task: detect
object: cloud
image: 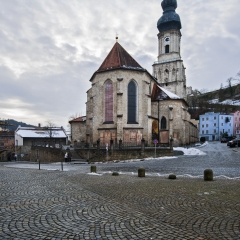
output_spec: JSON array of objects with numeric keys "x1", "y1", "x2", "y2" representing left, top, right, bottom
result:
[{"x1": 0, "y1": 0, "x2": 240, "y2": 126}]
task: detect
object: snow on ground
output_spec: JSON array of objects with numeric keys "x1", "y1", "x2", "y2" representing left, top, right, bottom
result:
[
  {"x1": 173, "y1": 147, "x2": 206, "y2": 156},
  {"x1": 208, "y1": 98, "x2": 240, "y2": 106}
]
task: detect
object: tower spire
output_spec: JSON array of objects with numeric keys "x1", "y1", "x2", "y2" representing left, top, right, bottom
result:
[{"x1": 157, "y1": 0, "x2": 182, "y2": 32}]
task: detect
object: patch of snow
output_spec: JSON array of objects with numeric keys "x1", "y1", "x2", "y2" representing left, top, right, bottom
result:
[
  {"x1": 88, "y1": 173, "x2": 102, "y2": 176},
  {"x1": 208, "y1": 98, "x2": 240, "y2": 106},
  {"x1": 173, "y1": 147, "x2": 206, "y2": 156}
]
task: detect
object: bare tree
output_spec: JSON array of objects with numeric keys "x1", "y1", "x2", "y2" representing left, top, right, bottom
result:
[{"x1": 227, "y1": 77, "x2": 233, "y2": 97}]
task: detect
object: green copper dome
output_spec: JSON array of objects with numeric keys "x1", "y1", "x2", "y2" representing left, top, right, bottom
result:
[{"x1": 157, "y1": 0, "x2": 182, "y2": 32}]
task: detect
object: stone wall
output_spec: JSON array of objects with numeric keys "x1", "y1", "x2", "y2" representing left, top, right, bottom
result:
[
  {"x1": 71, "y1": 121, "x2": 86, "y2": 143},
  {"x1": 151, "y1": 99, "x2": 199, "y2": 146},
  {"x1": 27, "y1": 146, "x2": 64, "y2": 163},
  {"x1": 86, "y1": 70, "x2": 153, "y2": 143},
  {"x1": 76, "y1": 147, "x2": 173, "y2": 163}
]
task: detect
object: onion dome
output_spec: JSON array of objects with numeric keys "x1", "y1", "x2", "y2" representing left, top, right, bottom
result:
[{"x1": 157, "y1": 0, "x2": 182, "y2": 32}]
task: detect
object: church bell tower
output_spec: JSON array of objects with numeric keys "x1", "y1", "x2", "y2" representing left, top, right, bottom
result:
[{"x1": 153, "y1": 0, "x2": 186, "y2": 99}]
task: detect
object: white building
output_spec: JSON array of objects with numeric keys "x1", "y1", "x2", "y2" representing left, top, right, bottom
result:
[
  {"x1": 15, "y1": 126, "x2": 67, "y2": 147},
  {"x1": 199, "y1": 112, "x2": 233, "y2": 141}
]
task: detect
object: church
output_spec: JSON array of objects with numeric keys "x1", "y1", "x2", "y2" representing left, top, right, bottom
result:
[{"x1": 69, "y1": 0, "x2": 198, "y2": 146}]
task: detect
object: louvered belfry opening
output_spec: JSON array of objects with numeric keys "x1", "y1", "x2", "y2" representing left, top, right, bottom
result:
[
  {"x1": 128, "y1": 81, "x2": 137, "y2": 124},
  {"x1": 105, "y1": 80, "x2": 113, "y2": 123}
]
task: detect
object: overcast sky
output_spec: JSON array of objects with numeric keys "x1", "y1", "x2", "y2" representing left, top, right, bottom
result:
[{"x1": 0, "y1": 0, "x2": 240, "y2": 127}]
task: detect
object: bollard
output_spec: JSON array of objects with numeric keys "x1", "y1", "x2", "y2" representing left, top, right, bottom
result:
[
  {"x1": 168, "y1": 174, "x2": 177, "y2": 179},
  {"x1": 91, "y1": 166, "x2": 97, "y2": 173},
  {"x1": 204, "y1": 169, "x2": 213, "y2": 181},
  {"x1": 138, "y1": 168, "x2": 145, "y2": 177},
  {"x1": 112, "y1": 172, "x2": 119, "y2": 176}
]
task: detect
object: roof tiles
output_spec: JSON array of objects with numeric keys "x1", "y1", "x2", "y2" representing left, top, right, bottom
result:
[{"x1": 97, "y1": 42, "x2": 144, "y2": 72}]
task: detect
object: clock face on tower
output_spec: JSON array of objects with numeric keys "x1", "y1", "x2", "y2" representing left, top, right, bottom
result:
[{"x1": 164, "y1": 37, "x2": 170, "y2": 43}]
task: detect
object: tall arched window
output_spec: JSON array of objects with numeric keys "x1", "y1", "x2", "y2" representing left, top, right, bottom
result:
[
  {"x1": 161, "y1": 117, "x2": 167, "y2": 129},
  {"x1": 165, "y1": 45, "x2": 169, "y2": 53},
  {"x1": 128, "y1": 81, "x2": 137, "y2": 123},
  {"x1": 105, "y1": 80, "x2": 113, "y2": 123}
]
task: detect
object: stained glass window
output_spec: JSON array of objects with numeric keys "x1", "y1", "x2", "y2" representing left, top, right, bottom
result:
[
  {"x1": 128, "y1": 81, "x2": 137, "y2": 123},
  {"x1": 105, "y1": 80, "x2": 113, "y2": 122},
  {"x1": 161, "y1": 117, "x2": 167, "y2": 129}
]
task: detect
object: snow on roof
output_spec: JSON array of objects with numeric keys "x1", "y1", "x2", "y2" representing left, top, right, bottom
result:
[
  {"x1": 16, "y1": 127, "x2": 67, "y2": 138},
  {"x1": 158, "y1": 86, "x2": 181, "y2": 99}
]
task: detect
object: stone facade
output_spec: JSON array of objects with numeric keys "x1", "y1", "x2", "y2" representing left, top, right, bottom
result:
[
  {"x1": 153, "y1": 30, "x2": 186, "y2": 100},
  {"x1": 86, "y1": 70, "x2": 154, "y2": 143},
  {"x1": 151, "y1": 99, "x2": 199, "y2": 146},
  {"x1": 73, "y1": 0, "x2": 198, "y2": 146},
  {"x1": 69, "y1": 116, "x2": 86, "y2": 143}
]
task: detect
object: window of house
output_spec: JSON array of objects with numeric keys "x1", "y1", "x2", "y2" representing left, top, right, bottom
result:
[
  {"x1": 128, "y1": 81, "x2": 137, "y2": 124},
  {"x1": 105, "y1": 80, "x2": 113, "y2": 123},
  {"x1": 165, "y1": 45, "x2": 169, "y2": 53},
  {"x1": 161, "y1": 117, "x2": 167, "y2": 129}
]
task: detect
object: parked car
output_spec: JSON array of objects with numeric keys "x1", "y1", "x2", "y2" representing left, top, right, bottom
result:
[{"x1": 227, "y1": 138, "x2": 240, "y2": 147}]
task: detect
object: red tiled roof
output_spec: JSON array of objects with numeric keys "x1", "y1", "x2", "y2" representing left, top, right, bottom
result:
[
  {"x1": 69, "y1": 116, "x2": 86, "y2": 123},
  {"x1": 97, "y1": 42, "x2": 144, "y2": 72}
]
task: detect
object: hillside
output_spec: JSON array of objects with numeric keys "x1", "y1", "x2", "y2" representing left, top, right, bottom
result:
[
  {"x1": 187, "y1": 84, "x2": 240, "y2": 120},
  {"x1": 0, "y1": 119, "x2": 34, "y2": 131}
]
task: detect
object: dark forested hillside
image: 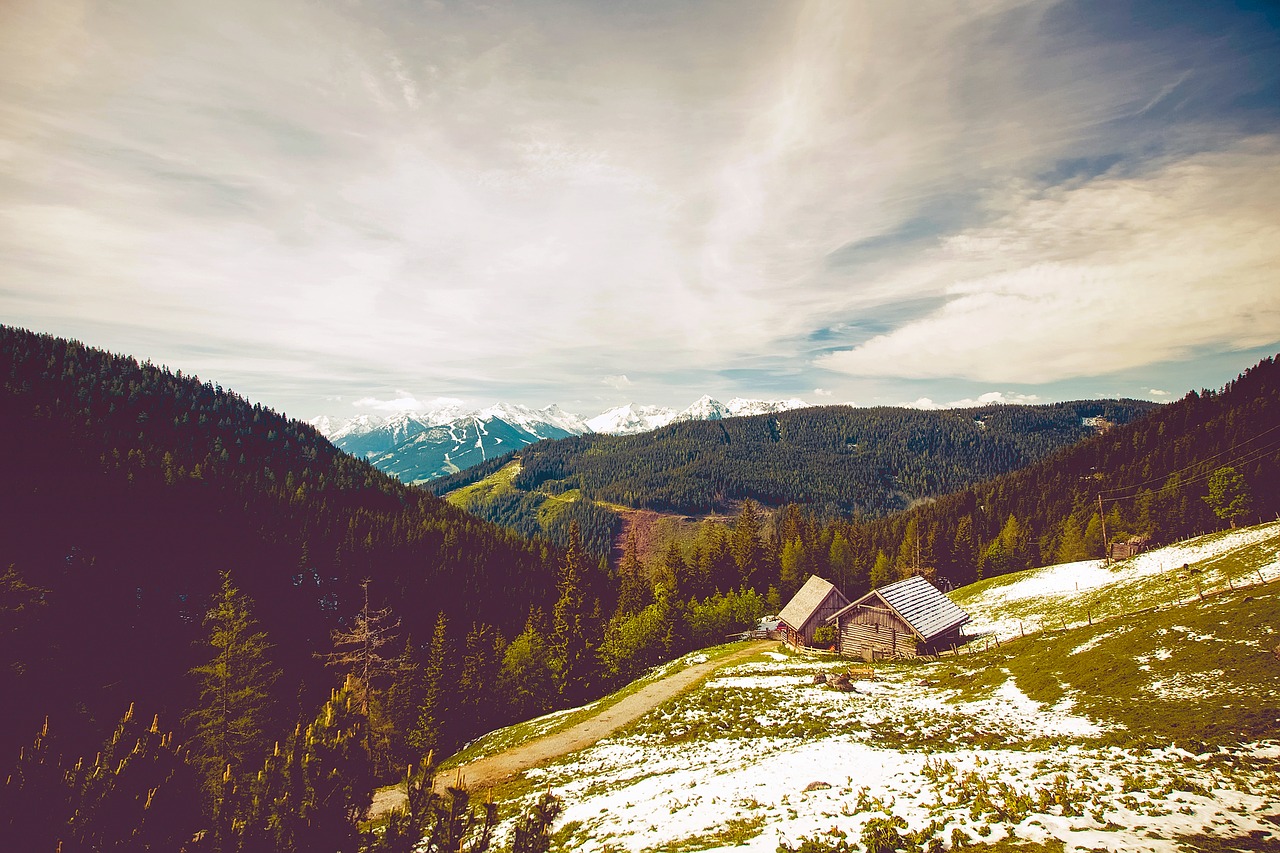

* * * * *

WHAT TO WORK ON
Gather every line in the records above that contains the string "window", and copy each one out. Case counts.

RESULT
object: tall arched window
object: stained glass window
object: window of house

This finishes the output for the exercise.